_Supplied information_:
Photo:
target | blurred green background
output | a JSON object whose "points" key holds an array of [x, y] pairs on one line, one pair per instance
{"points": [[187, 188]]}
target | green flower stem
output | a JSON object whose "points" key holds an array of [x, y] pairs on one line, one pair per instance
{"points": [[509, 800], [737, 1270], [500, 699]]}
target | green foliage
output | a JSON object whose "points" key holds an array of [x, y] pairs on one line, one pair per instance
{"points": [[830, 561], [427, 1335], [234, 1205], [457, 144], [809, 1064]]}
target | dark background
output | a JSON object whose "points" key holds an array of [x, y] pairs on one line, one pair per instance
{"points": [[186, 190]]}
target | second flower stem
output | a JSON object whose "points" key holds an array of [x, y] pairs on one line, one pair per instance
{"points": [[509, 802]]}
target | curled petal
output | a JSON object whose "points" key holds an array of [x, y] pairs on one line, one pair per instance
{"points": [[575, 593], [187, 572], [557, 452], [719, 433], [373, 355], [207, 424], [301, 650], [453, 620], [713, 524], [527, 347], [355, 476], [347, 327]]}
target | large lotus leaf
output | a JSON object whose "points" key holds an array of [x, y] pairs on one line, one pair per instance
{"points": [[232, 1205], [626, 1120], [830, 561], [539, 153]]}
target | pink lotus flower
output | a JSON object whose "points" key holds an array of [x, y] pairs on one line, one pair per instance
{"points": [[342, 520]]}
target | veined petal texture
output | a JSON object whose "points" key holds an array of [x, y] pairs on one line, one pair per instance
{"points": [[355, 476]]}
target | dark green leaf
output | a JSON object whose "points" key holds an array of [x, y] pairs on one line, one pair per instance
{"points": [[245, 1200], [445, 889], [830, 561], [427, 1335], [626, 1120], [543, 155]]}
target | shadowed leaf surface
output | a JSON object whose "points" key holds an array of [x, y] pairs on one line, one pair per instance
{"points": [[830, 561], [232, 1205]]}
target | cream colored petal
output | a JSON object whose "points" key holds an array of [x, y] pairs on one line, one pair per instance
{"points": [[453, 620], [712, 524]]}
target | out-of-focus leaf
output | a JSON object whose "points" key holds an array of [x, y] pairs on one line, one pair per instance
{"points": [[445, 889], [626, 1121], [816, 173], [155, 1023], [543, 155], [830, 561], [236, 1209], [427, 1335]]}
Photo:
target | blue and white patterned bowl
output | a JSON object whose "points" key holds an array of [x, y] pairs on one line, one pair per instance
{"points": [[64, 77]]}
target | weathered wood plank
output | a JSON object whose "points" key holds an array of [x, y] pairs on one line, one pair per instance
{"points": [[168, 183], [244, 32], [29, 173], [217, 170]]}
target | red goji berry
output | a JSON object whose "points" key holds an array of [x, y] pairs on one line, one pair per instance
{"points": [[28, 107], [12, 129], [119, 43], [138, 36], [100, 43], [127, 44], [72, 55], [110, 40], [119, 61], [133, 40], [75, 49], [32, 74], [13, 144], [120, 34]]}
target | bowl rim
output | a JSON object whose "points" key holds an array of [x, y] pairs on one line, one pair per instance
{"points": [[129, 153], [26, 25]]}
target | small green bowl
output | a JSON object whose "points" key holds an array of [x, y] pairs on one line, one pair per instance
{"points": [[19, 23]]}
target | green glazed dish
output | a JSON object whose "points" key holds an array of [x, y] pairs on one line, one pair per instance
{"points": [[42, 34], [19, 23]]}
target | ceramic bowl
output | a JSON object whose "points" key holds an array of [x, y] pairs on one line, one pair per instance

_About this task_: Go through the entries above and copy each line with "bowl" in it.

_Output_:
target | blue and white patterned bowl
target | bowl rim
target | small green bowl
target | ceramic bowl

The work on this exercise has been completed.